Referring expression data

=-=-=-=-=

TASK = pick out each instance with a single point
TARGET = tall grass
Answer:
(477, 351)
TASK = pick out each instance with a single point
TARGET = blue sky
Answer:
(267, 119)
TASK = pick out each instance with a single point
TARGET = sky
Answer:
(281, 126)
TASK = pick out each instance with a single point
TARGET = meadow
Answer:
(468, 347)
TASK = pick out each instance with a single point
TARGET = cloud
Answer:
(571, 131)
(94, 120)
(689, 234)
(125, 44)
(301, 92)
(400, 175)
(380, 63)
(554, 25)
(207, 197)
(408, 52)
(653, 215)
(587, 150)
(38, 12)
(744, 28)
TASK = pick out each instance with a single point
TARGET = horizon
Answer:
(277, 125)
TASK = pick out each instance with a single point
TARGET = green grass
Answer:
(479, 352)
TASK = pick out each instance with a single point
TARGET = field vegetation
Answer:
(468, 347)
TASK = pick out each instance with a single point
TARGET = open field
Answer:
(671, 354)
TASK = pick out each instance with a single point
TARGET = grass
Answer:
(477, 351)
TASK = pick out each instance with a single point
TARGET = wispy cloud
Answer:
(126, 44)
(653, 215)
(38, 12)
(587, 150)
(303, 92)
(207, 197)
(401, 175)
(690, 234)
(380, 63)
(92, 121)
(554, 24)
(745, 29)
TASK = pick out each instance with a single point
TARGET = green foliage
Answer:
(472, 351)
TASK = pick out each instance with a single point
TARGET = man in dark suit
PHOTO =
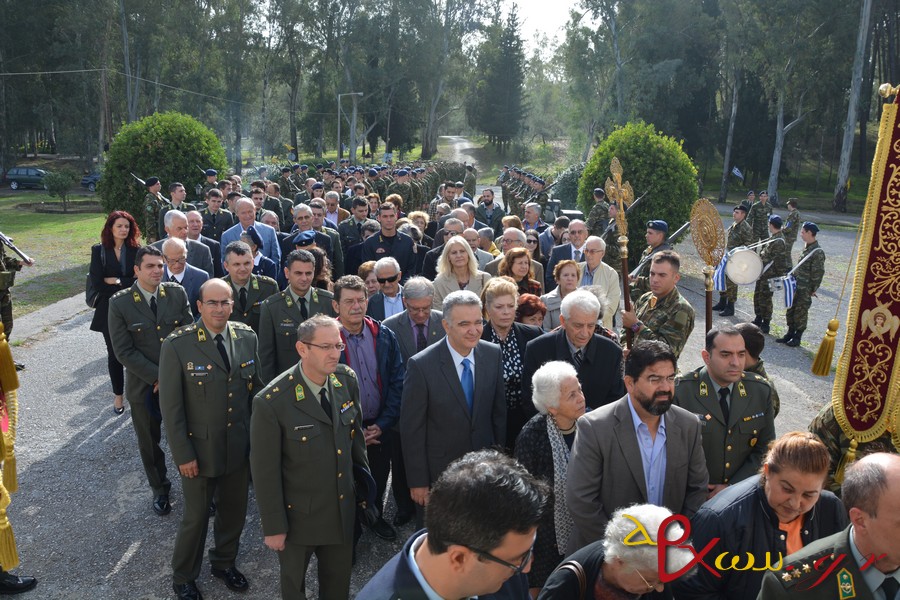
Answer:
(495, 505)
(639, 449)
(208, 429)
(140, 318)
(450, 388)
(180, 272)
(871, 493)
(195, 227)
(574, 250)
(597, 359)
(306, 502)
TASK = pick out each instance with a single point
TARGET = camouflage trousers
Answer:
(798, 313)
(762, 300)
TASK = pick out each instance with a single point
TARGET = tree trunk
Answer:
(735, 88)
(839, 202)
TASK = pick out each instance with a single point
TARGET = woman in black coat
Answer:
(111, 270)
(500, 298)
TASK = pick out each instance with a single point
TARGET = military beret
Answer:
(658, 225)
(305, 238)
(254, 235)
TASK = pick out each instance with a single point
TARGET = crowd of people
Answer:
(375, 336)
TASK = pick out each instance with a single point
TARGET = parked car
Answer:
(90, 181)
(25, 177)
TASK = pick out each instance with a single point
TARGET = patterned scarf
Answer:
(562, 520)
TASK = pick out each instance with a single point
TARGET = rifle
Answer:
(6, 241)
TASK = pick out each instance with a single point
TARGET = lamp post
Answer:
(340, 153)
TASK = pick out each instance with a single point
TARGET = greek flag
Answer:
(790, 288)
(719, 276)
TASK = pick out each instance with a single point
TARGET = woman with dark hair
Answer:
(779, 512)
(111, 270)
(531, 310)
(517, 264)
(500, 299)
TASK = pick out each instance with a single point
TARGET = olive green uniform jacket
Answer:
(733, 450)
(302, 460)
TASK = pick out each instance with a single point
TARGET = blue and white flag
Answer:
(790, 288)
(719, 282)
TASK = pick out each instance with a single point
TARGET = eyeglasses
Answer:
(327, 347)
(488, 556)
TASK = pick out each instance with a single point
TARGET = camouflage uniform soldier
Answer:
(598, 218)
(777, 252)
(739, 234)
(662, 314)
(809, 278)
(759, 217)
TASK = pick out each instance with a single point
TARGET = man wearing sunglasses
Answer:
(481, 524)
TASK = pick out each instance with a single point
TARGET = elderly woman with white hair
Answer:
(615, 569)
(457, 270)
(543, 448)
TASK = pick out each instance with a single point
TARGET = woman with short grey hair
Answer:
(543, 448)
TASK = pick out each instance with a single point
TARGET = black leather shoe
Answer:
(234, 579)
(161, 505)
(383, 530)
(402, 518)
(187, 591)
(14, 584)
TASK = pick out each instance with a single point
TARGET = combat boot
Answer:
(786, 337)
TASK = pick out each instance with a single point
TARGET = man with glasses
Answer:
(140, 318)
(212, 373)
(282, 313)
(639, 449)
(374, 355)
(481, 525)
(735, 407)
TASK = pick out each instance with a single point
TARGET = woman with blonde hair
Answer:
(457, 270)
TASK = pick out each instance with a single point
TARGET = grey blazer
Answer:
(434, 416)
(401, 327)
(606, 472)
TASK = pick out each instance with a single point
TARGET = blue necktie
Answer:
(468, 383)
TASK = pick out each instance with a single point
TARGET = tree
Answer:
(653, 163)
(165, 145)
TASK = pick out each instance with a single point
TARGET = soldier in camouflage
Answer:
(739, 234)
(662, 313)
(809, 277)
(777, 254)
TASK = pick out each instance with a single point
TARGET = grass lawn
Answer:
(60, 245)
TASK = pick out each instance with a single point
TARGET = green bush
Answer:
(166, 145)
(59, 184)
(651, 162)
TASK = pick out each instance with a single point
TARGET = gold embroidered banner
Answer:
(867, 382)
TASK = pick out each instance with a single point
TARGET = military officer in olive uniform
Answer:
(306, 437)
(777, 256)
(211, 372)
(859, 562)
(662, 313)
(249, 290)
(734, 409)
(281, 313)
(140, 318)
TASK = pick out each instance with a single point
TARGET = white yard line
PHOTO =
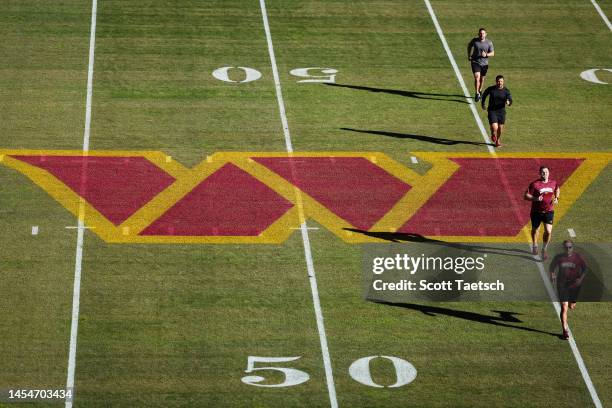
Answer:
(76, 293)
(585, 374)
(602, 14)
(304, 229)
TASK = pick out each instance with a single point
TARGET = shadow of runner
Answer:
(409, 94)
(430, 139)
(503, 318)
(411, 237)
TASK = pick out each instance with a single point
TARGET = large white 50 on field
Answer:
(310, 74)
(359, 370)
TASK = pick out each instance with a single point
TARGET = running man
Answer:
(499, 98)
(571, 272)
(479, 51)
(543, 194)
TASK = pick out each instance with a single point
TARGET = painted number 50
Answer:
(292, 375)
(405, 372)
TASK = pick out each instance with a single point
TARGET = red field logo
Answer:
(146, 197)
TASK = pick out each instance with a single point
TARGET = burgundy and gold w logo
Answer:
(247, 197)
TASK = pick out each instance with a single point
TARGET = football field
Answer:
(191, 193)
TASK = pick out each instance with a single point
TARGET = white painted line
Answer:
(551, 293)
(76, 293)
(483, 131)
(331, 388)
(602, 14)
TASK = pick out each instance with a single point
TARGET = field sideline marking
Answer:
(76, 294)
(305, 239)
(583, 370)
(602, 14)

=-=-=-=-=

A word-for-word repetition of the data above, without pictures, is the expected answer.

▶ Output for this exercise
TASK = pick out each instance with a single point
TARGET = tall grass
Answer:
(477, 351)
TASK = pick out each instance with a single point
TARGET = blue sky
Answer:
(267, 119)
TASK = pick out each instance with a single point
TARGET = sky
Answer:
(281, 126)
TASK = pick out each instance with a single point
TARGET = meadow
Answer:
(468, 347)
TASK = pick out each instance with a single point
TARGET = cloud
Answer:
(571, 131)
(94, 120)
(689, 234)
(125, 44)
(301, 92)
(400, 175)
(380, 63)
(554, 25)
(207, 197)
(408, 52)
(653, 215)
(587, 150)
(38, 12)
(744, 28)
TASK = pick out each instance with a single point
TARGET = horizon
Answer:
(277, 125)
TASK = pick out each instance with a single point
TARGET = green grass
Answer:
(479, 352)
TASK = pick out each instance with a single point
TARGET = field vegetation
Answer:
(468, 347)
TASK = pick out each instance with a single point
TARGET = open field
Answer:
(671, 354)
TASK = pick out each instance with a single point
TARGET = grass
Answer:
(477, 351)
TASK = pick out each instance with a single point
TARGET = wispy cloud
Answer:
(126, 44)
(653, 215)
(38, 12)
(587, 150)
(303, 92)
(207, 197)
(401, 175)
(690, 234)
(380, 63)
(92, 121)
(554, 24)
(745, 29)
TASK = pick out each instance with a single point
TARGET = green foliage
Answer:
(472, 351)
TASK = pick out each instance with a single point
TARGET = man in dark suit
PHOTO =
Answer:
(495, 505)
(639, 449)
(208, 429)
(140, 318)
(450, 388)
(180, 272)
(871, 493)
(195, 227)
(574, 250)
(597, 359)
(306, 502)
TASK = pick out each instance with a single point
TARGET = camouflage trousers
Answer:
(798, 313)
(762, 300)
TASK = pick out each instance with a single point
TARGET = tree trunk
Answer:
(735, 88)
(839, 202)
TASK = pick out each instance with a single point
TARGET = woman in black coat
Answer:
(111, 270)
(500, 298)
TASK = pick out each instance with a single point
TARGET = military beret
Answer:
(658, 225)
(305, 238)
(254, 235)
TASK = pick out each instance with a single point
TARGET = crowd of people
Answer:
(375, 336)
TASK = pick out each instance with a single point
TARGET = parked car
Answer:
(90, 181)
(25, 177)
TASK = pick out each instance with a single point
TARGET = patterned scarf
Answer:
(562, 520)
TASK = pick out each instance with a single point
TARGET = rifle
Answer:
(6, 241)
TASK = pick out each instance with a single point
TARGET = lamp post
Answer:
(340, 153)
TASK = pick out each instance with a single point
TARGET = greek flag
Answer:
(790, 288)
(719, 276)
TASK = pick out each instance with a single point
TARGET = woman with dark hair
Answer:
(779, 512)
(111, 270)
(531, 310)
(517, 264)
(500, 299)
TASK = pick out each instance with a single point
TARGET = olive green uniform jacket
Answer:
(733, 450)
(302, 460)
TASK = pick out each instance with a single point
TARGET = blue and white flag
Answer:
(790, 288)
(719, 282)
TASK = pick out each instance with a single point
TARGET = eyeglasses
Answer:
(327, 347)
(488, 556)
TASK = pick out each instance with a single point
TARGET = camouflage uniform soldier
Answer:
(598, 218)
(777, 252)
(739, 234)
(662, 314)
(809, 278)
(759, 217)
TASK = pick out each instance with a single point
TARGET = man wearing sunglasses
Answer:
(481, 524)
TASK = pick out each instance with a single point
TARGET = elderly woman with white hair
Answer:
(615, 569)
(457, 270)
(543, 448)
TASK = pick out each instance with a single point
TARGET = woman with short grey hair
Answer:
(543, 448)
TASK = pick out each instance with a single point
TARGET = black leather shoe
Answer:
(234, 579)
(161, 505)
(383, 530)
(402, 518)
(187, 591)
(14, 584)
TASK = pick out each instance with a single point
TARGET = combat boot
Answer:
(786, 337)
TASK = pick out each instance with a single point
TARGET = man with glasses
Answer:
(140, 318)
(212, 373)
(282, 313)
(639, 449)
(374, 355)
(481, 525)
(735, 407)
TASK = pick out each instance with a single point
TARGET = woman with blonde hair
Answer:
(457, 270)
TASK = pick out each instance with a single point
TARGET = grey blazer
Answer:
(434, 416)
(401, 327)
(606, 472)
TASK = pick out each instance with a single point
TARGET = blue necktie
Answer:
(468, 383)
TASK = pick out each instance with a single point
TARGET = tree
Answer:
(653, 163)
(165, 145)
TASK = pick out each instance with a single point
TARGET = soldier in camouflage
Answer:
(739, 234)
(662, 313)
(809, 277)
(777, 254)
TASK = pick out each instance with a single point
TARGET = grass lawn
Answer:
(60, 245)
TASK = pick out each instance with a single point
TARGET = green bush
Answer:
(166, 145)
(59, 184)
(651, 162)
TASK = pick out each instance with a single point
TARGET = gold embroidered banner
Answer:
(867, 382)
TASK = pick out each instance with a single point
TARGET = military officer in olive uniform
Answer:
(306, 437)
(777, 256)
(211, 372)
(859, 562)
(662, 313)
(249, 290)
(734, 409)
(281, 313)
(140, 318)
TASK = pick out each instance with a single point
TARGET = white yard line
PHOTO =
Answer:
(76, 293)
(585, 374)
(602, 14)
(304, 229)
TASK = pick out each instance with a single point
TARGET = shadow of runner
Answer:
(409, 94)
(430, 139)
(503, 318)
(411, 237)
TASK = pick out each instance with a single point
TARGET = large white 50 on field
Answer:
(310, 74)
(359, 370)
TASK = pick out each instance with a single point
TARGET = running man
Answer:
(499, 98)
(571, 272)
(479, 51)
(543, 194)
TASK = pick out each instance with a single point
TARGET = painted number 50
Answer:
(292, 375)
(405, 372)
TASK = pick out each instance with a single point
TARGET = red field logo
Answer:
(146, 197)
TASK = pick out each instance with a single point
TARGET = burgundy and gold w logo
Answer:
(247, 197)
TASK = pick out each instance with a single point
TARGET = football field
Answer:
(191, 193)
TASK = pick out each instance with a single point
TARGET = white painted line
Answer:
(551, 293)
(76, 293)
(483, 131)
(331, 388)
(602, 14)
TASK = pick out each instance with a single point
TARGET = field sideline marking
Answer:
(76, 294)
(305, 239)
(583, 370)
(602, 14)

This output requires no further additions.